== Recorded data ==
══════════════════════════════

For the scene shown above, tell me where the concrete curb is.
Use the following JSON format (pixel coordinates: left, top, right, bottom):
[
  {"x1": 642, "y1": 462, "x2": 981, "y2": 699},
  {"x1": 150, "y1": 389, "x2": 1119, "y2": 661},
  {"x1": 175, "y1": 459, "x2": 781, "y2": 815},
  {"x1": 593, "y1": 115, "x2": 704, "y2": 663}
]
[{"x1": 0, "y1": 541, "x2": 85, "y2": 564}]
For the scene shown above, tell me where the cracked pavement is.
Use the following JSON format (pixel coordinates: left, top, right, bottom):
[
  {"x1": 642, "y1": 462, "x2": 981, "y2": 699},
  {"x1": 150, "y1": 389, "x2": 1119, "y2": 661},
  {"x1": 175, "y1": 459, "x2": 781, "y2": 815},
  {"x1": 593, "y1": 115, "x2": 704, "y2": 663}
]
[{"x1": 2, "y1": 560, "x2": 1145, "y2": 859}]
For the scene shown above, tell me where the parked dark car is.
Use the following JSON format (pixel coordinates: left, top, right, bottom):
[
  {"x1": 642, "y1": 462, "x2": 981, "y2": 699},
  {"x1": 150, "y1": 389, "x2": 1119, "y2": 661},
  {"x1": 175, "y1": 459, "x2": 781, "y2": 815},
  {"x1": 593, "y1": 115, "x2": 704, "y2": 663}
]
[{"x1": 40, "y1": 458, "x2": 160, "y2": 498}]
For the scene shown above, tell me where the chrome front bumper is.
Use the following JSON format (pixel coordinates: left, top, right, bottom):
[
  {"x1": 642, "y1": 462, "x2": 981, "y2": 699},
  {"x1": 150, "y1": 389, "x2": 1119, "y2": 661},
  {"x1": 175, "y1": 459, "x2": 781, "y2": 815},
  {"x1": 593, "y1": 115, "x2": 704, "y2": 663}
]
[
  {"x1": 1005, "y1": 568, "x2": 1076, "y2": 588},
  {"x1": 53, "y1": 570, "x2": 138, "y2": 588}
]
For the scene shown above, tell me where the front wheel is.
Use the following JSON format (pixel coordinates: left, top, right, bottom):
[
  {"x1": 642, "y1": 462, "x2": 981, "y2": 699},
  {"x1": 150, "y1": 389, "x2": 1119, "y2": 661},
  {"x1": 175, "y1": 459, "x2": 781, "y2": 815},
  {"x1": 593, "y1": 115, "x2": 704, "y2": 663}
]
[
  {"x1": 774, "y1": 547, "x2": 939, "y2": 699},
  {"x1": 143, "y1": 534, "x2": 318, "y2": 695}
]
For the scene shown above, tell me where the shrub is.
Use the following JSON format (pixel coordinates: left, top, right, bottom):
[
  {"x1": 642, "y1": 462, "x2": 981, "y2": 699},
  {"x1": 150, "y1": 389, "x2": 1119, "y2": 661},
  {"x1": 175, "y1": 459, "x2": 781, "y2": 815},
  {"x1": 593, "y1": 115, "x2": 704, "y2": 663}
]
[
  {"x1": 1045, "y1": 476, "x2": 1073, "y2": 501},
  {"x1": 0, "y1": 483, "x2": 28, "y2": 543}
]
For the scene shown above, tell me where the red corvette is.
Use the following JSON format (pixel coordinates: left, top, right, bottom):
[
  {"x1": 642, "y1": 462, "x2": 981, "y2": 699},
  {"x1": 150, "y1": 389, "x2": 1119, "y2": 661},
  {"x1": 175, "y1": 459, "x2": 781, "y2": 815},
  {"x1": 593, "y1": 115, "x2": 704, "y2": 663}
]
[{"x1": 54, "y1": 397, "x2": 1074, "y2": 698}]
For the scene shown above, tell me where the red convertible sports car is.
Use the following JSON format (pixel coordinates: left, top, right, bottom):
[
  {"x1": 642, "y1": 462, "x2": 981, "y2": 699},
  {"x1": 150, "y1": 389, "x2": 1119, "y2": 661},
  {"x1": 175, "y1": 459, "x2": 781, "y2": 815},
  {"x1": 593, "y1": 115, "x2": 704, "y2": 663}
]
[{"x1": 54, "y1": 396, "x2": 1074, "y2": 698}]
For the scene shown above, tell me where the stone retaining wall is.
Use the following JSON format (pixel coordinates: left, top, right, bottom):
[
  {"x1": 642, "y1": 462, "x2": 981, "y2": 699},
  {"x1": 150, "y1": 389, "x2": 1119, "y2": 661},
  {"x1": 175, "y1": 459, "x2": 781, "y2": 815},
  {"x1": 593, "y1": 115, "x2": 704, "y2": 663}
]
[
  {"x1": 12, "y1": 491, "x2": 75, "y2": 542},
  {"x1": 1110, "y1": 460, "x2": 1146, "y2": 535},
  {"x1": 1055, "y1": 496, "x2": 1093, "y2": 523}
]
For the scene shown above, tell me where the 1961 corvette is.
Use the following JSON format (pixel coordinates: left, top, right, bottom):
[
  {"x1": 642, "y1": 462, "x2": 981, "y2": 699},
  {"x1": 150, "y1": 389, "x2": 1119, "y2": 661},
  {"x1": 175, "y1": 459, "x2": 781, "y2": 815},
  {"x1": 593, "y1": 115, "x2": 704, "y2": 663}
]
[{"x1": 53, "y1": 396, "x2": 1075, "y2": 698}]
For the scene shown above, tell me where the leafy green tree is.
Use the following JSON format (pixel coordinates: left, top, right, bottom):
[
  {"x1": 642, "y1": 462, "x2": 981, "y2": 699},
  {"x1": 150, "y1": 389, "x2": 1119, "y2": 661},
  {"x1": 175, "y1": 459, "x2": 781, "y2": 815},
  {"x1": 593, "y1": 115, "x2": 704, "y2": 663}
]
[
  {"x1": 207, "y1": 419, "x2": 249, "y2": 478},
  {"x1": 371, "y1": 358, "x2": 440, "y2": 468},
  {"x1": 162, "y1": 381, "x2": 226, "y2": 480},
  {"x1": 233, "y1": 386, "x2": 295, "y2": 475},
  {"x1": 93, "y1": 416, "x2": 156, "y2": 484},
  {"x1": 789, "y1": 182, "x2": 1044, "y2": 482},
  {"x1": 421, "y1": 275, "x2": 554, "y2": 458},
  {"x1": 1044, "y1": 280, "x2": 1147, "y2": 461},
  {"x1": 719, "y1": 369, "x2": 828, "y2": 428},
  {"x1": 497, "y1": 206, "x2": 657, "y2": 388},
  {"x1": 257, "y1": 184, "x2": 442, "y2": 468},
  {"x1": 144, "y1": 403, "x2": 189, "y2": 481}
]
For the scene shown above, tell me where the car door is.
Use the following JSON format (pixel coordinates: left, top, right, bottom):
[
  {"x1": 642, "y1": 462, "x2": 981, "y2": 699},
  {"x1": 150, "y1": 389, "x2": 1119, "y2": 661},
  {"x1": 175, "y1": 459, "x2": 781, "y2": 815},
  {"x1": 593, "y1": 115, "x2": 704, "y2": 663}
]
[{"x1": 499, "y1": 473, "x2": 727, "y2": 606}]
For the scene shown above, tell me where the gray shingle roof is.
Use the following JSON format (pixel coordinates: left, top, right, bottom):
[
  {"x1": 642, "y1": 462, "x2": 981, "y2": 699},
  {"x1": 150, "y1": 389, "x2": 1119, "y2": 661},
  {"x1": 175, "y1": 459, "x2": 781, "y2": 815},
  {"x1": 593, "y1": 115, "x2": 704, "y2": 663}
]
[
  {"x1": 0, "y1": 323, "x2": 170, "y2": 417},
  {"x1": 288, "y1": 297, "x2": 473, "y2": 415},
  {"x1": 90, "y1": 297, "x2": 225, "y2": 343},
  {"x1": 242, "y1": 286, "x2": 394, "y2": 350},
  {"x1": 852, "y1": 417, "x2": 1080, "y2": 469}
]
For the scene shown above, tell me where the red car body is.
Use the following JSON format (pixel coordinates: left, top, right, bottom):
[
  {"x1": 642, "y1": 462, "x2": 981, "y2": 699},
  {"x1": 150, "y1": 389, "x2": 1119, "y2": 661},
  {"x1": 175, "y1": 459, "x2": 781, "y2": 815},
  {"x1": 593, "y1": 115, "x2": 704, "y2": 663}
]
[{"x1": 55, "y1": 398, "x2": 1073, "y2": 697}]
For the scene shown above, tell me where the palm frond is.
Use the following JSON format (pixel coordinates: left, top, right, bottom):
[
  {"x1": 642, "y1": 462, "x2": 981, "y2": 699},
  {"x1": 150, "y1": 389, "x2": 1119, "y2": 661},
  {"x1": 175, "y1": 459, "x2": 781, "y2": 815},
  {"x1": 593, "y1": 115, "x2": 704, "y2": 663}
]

══════════════════════════════

== THE TASK ==
Show every line of the data that includes the string "corvette".

== REPLY ==
For the scene shown above, tell me where the red corvette is.
For the scene shown above, tell me where the 1961 corvette is.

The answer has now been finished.